- **Document excerpt**
Dear Christian friends:
Some months ago Ted Turner, a major stock holder in
Warner Communications, gave a billion dollars to United
Nations charities. Was his gift truly pleasing to God? He
is an admitted unbeliever in Jesus Christ. (Explain)
1 Corinthians 13:3, "And though I bestow all my goods to feed
the poor, and though I give my body to be burned, and have
not charity, it profiteth me nothing." True, we can, to some
extent, obey the letter of the law, but do not have the right
motives and spirit and so fail to please God. These outward
good works may please the world and receive its praise, God
may even reward people for these shell works in this life on
earth, but they don't count in heaven.
St. Paul Encourages Us To Live After The Holy Spirit
He reminds us that we are obligated to live following
the Holy Spirit. We are not obligated to live after the flesh
as the unbelievers do. (verse 12) First, we need to clarify
what Paul means by "living after the flesh." He simply means
to live under the law, to seek to be justified by the law,
by our own good works which the law demands.
In chapter seven he showed that it is impossible for
sinful humans to be justified by the law. The law the Ten
Commandments, are good and holy. They were given by God
through Moses on Mt. Sinai. But because of our corrupt
nature we are unable to keep the law. In fact, trying to
live under the law makes us worse, not better. (Read Romans
7:7-14) Living after the flesh leads to eternal death.
(verse 13a, read it)
We are not obligated to live after the flesh. It
does nothing good for us! It condemns us to eternal death.
However, St. Paul here implies that we are obligated to
someone else. We are obligated to live after the Holy
Spirit. (read verse 13)
What does it mean to live after the Holy Spirit?
St. Paul explains that in Romans 8:1-4. (Read it) The
Holy Spirit has done great things for us through the
Gospel, through Baptism and through the Lord's Supper. He
has led us to believe in Jesus Christ, that He came to
keep the law for us, that He suffered the curse of the law
for us, that we are now justified by faith without the works
of the law. The Holy Spirit also leads us to love God
because He first loved us and sacrificed His beloved Son to
redeem us.
We gladly obey the Ten Commandments, loving Him with
all our heart, soul and mind and loving our neighbor as
ourselves. And when we fail to obey His Commandments the
Spirit causes us to be contrite, sorry, and to repent, to
try with His help to do better. That's what St. Paul means
when he here writes, "If ye through the Spirit do mortify
the deeds of the body, ye shall live." (verse 13b)
St. Paul encourages us to live after the Holy
Spirit by reminding us that we are debtors to the Holy
Spirit, obligated to follow His leading to do the good works
that please God. He furthermore encourages us to follow
after the Holy Spirit by reminding us that the Holy Spirit
has made us children of God, who should live as His children.
We, as children of God, have not received the spirit
of a slave in bondage. (verse 15a) Those that have such a
spirit live under the law and after the flesh. They, like
the Pharisees of Jesus time on earth, seek to be justified
by the law. They may keep the letter of the law, but not
the spirit of the law. They thus become self-righteous,
proud, despising others while they themselves are just as
bad or worse than the people they condemn.

- **Directions**
[a] Decide whether each statement agrees with the sermon, giving yes or no and quoting the sermon's deciding words. (i) The Ten Commandments were given through Moses on Mt. Sinai. (ii) Trying to live under the law makes people better. (iii) Ted Turner gave a billion dollars to United Nations charities.
[b] Please write out everything in the sermon from "St. Paul Encourages Us To Live After The Holy Spirit" down to "the law demands.", substituting "sinful nature" for "flesh" wherever it occurs.
Rely on the sermon alone, with no outside knowledge.

- **Given information**

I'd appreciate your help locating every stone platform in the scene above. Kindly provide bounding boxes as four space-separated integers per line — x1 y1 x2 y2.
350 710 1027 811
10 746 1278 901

- **The responses**
[a]
(i) Yes: "They were given by God through Moses on Mt. Sinai."
(ii) No: "trying to live under the law makes us worse, not better."
(iii) Yes: "gave a billion dollars to United Nations charities."

[b]
St. Paul Encourages Us To Live After The Holy Spirit
He reminds us that we are obligated to live following
the Holy Spirit. We are not obligated to live after the sinful nature
as the unbelievers do. (verse 12) First, we need to clarify
what Paul means by "living after the sinful nature." He simply means
to live under the law, to seek to be justified by the law,
by our own good works which the law demands.